Saved data entries:
==*==
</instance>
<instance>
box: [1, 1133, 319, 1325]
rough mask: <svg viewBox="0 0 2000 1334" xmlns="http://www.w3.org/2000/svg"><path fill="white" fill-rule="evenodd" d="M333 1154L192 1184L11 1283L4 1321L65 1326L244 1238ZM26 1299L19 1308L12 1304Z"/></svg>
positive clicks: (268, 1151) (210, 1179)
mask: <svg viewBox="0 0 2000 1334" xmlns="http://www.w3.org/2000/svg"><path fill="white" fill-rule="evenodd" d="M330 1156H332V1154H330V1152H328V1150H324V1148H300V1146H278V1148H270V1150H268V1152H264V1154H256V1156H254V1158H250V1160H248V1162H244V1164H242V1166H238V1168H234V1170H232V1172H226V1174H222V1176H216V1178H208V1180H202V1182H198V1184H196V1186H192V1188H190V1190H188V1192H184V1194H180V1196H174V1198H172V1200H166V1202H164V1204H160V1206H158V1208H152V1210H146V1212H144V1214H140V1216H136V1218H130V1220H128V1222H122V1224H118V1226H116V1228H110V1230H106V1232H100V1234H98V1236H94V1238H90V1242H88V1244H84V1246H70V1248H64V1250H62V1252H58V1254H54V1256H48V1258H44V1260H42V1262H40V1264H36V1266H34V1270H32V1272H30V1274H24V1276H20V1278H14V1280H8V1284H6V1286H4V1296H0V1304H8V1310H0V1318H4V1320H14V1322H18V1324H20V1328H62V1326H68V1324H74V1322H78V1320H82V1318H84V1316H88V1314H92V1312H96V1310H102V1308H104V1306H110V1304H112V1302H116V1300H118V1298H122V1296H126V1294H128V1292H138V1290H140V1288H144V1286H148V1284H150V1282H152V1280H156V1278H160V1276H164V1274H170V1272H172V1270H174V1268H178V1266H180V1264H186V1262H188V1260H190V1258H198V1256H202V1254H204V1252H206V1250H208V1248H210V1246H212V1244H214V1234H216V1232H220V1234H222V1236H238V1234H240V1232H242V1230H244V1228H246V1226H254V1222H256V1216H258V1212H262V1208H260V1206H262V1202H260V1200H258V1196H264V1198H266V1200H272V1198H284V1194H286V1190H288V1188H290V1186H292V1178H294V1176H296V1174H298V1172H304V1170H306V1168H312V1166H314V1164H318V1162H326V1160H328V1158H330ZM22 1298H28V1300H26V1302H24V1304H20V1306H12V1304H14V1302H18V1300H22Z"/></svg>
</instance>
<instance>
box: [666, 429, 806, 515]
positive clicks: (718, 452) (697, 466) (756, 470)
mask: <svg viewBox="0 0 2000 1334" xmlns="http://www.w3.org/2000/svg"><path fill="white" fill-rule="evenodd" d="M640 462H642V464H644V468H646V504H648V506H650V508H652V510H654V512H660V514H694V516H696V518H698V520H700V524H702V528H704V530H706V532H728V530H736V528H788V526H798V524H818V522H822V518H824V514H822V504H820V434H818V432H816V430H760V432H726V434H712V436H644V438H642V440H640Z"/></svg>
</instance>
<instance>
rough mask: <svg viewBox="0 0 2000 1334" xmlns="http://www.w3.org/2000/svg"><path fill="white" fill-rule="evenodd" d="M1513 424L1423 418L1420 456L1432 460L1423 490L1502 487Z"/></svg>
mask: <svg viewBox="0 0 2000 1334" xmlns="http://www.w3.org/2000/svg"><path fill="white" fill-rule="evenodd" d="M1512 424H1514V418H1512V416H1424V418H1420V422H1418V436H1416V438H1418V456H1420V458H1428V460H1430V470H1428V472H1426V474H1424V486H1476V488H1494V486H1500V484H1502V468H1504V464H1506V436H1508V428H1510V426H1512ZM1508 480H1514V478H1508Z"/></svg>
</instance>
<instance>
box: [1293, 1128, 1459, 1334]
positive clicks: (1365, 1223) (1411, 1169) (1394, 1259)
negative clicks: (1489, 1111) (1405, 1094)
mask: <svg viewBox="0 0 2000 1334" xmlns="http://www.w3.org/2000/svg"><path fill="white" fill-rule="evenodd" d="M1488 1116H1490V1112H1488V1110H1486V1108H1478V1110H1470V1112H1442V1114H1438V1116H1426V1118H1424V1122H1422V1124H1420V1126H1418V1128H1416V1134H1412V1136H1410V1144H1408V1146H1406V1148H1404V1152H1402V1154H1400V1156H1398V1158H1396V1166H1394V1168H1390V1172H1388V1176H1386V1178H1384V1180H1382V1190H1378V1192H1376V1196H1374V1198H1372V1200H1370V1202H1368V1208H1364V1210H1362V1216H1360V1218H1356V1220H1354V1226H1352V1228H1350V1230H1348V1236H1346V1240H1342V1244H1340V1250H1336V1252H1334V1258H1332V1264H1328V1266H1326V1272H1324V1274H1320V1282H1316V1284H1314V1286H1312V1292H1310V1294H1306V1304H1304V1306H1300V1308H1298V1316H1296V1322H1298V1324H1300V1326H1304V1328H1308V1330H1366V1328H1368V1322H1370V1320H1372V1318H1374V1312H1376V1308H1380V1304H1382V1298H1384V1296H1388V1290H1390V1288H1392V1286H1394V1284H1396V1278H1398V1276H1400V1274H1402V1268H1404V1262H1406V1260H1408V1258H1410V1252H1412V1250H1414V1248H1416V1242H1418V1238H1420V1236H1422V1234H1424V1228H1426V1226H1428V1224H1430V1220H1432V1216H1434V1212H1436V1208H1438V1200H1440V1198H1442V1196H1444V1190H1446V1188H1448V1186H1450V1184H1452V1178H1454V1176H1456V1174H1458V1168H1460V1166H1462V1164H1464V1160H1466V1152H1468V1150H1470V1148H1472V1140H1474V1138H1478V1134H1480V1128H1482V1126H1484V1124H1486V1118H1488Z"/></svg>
==*==
Repeat exactly the lines of the data from the first one through the line with "1154L192 1184L11 1283L4", both of them included.

**Exercise output**:
</instance>
<instance>
box: [1, 1133, 319, 1325]
rough mask: <svg viewBox="0 0 2000 1334" xmlns="http://www.w3.org/2000/svg"><path fill="white" fill-rule="evenodd" d="M333 1154L192 1184L11 1283L4 1321L65 1326L244 1238ZM26 1299L19 1308L12 1304Z"/></svg>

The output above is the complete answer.